● Actions to take:
[a] Decide whether each statement below agrees with the subsequent events note. Answer yes or no for each, and quote the deciding words of the text exactly.
(i) The Board approved a workforce reduction of up to 172 employees.
(ii) The Company expects most of the Workforce Reduction charges to fall in the first quarter of 2025.
(iii) The Company can currently estimate the proceeds from selling the vehicles and equipment used in its Citrus operations.
[b] Using the subsequent events note, explain in one to three sentences why the Company decided to stop spending further material capital on its citrus operations.
[c] Reproduce everything in the subsequent events note from "The Company currently" down to "may differ materially.".

Quarterly report pursuant to Section 13 or 15(d)

Subsequent Events

v3.25.0.1
Subsequent Events
3 Months Ended
Dec. 31, 2024
Subsequent Events [Abstract]  
Subsequent Events
Note 13. Subsequent Events

Strategic Transformation and Workforce Reduction
On January 6, 2025, the Company announced a strategic transformation in the Company’s business focus, to wind down its Alico Citrus division, which holds the Company’s citrus production operations, to focus on a long-term diversified land usage and real estate development strategy. Due to increasing financial challenges from citrus greening disease and environmental factors for many seasons, the Company has decided to not spend further material capital on its citrus operations and to wind down substantially all of its Citrus’ primary operations after the current crop is harvested in the first half of calendar year 2025. In connection with this strategic transformation, on January 3, 2025, the Company’s Board of Directors (the “Board”) approved a reduction in the Company’s current workforce by up to 172 employees, which occurred effective on or about January 6, 2025 with respect to up to 135 employees, and will be effective on or about April 1, 2025 with respect to up to 37 employees. The Board’s decision is part of cost-reduction initiatives aimed at providing investors with a greater return on capital that includes the benefits and stability of a conventional agriculture investment, with the optionality that comes with active land management.
The Company currently estimates that it will incur charges of approximately $1,500 to $2,000 in connection with the Workforce Reduction, primarily consisting of severance payments, employee benefits and related costs. The Company expects that the majority of these charges will be incurred in the second and third quarters of 2025.
The Company may incur additional expenses not currently contemplated due to events associated with the Workforce Reduction. The charges that the Company expects to incur in connection with the Workforce Reduction are estimates and subject to a number of assumptions, and actual results may differ materially.
In addition, the Company has sold and intends to continue to sell many of the vehicles and equipment used in its Citrus operations; however, it is not currently able to estimate the proceeds on sale or amount of the loss, if any, that may be incurred at this time. Furthermore, with the decision to move away from the Citrus production operations, the Company anticipates accelerating depreciation on the remaining book value of citrus trees, impacted by this decision, through the end of this year's harvest.
Tropicana Notice
On January 3, 2025, the Company delivered a notice (the “Notice”) to Tropicana Manufacturing Company, Inc. (“Tropicana”) in accordance with the Orange Purchase Agreement No. R641, dated April 11, 2024 (the “Agreement”), between the Company and Tropicana, under which the Company agrees to sell, and Tropicana agrees to purchase, oranges from the groves identified therein. The Agreement grants the Company the right to remove certain acreages from the contract if, in the Company’s best judgment, such acreages are no longer economically viable, provided that Tropicana consents, which consent shall not be unreasonably withheld or delayed.
As detailed in the Notice, the Company’s Board of Directors (the “Board”) has determined that certain of the acreage specified in the Agreement is no longer economically viable for orange cultivation. As a result, the Company has provided the Notice to Tropicana seeking Tropicana’s consent for the removal of such acreage, effective at the end of the 2024/2025 crop year. Consequently, if Tropicana consents, its purchase obligations under the Agreement with respect to such acreage are expected to conclude upon the completion of the 2024/2025 crop year.

● Records shown:
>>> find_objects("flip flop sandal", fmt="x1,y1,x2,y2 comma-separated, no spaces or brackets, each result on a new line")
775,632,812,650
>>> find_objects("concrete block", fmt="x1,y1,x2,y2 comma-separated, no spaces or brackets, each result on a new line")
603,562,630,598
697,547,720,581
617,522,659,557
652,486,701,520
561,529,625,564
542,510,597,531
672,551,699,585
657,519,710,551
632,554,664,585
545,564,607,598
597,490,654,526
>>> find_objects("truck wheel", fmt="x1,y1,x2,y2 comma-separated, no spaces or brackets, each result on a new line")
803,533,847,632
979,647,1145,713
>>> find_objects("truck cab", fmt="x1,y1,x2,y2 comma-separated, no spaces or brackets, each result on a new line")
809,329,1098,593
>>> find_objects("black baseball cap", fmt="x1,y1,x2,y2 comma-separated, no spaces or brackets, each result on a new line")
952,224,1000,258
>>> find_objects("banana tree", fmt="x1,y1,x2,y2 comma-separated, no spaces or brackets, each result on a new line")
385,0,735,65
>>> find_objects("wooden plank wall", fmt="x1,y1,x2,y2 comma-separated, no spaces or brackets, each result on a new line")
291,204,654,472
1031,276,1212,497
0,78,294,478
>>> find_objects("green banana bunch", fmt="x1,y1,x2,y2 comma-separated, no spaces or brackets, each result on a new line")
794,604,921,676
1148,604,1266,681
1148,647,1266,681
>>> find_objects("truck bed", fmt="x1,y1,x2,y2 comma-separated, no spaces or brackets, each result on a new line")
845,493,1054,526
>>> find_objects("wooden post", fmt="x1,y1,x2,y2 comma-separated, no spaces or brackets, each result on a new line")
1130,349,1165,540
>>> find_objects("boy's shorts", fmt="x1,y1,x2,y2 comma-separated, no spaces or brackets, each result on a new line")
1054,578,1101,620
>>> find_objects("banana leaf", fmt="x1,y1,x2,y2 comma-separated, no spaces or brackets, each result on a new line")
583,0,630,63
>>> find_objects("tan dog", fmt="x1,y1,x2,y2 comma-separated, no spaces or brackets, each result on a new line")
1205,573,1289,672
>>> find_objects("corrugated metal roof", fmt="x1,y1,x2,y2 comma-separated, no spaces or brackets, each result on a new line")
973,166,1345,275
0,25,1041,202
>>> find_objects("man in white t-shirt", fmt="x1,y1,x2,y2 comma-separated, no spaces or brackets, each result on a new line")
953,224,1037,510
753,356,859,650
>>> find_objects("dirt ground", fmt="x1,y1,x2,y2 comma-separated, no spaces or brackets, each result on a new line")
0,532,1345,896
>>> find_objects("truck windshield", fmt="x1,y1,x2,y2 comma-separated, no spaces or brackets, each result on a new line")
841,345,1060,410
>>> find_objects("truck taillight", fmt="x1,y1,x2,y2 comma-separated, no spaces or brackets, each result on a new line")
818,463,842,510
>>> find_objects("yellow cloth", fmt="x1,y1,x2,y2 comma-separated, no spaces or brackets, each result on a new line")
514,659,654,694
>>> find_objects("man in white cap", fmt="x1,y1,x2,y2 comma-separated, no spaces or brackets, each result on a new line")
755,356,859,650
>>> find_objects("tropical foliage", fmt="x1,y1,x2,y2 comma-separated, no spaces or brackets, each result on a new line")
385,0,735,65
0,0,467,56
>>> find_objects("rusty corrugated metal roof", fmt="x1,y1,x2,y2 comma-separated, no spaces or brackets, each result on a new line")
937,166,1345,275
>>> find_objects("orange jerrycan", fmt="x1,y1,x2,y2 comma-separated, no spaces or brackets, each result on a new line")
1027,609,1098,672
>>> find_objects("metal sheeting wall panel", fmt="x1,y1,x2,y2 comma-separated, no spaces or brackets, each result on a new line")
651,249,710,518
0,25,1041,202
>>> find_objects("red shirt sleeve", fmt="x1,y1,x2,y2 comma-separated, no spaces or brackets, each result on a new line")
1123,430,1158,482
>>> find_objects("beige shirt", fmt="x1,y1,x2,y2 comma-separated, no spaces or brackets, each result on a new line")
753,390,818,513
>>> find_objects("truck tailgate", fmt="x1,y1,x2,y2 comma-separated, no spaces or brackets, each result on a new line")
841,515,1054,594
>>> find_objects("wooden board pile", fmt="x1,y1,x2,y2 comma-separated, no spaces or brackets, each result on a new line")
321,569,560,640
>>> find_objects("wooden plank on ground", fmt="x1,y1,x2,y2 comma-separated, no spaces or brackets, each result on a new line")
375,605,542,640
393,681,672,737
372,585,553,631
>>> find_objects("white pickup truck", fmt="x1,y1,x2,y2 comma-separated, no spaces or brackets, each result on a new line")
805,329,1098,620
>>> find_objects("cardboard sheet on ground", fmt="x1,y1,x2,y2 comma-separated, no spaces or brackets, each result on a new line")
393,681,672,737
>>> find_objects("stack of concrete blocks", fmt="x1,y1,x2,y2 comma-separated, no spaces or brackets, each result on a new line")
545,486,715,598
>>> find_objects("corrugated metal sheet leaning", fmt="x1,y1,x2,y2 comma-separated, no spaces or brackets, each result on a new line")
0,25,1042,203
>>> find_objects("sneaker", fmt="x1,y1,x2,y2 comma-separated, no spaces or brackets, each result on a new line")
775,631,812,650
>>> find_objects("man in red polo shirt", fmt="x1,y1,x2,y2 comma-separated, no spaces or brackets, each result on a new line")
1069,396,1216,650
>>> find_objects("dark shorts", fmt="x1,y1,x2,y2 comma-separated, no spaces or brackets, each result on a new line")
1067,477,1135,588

● Task-by-task answers:
[a]
(i) Yes: "approved a reduction in the Company’s current workforce by up to 172 employees"
(ii) No: "the majority of these charges will be incurred in the second and third quarters of 2025"
(iii) No: "it is not currently able to estimate the proceeds on sale or amount of the loss, if any, that may be incurred at this time"

[b] The Company faced increasing financial challenges from citrus greening disease and environmental factors over many seasons. For that reason, it decided not to spend further material capital on its citrus operations. It will wind down substantially all of its Citrus primary operations after the current crop is harvested in the first half of calendar year 2025.

[c]
The Company currently estimates that it will incur charges of approximately $1,500 to $2,000 in connection with the Workforce Reduction, primarily consisting of severance payments, employee benefits and related costs. The Company expects that the majority of these charges will be incurred in the second and third quarters of 2025.
The Company may incur additional expenses not currently contemplated due to events associated with the Workforce Reduction. The charges that the Company expects to incur in connection with the Workforce Reduction are estimates and subject to a number of assumptions, and actual results may differ materially.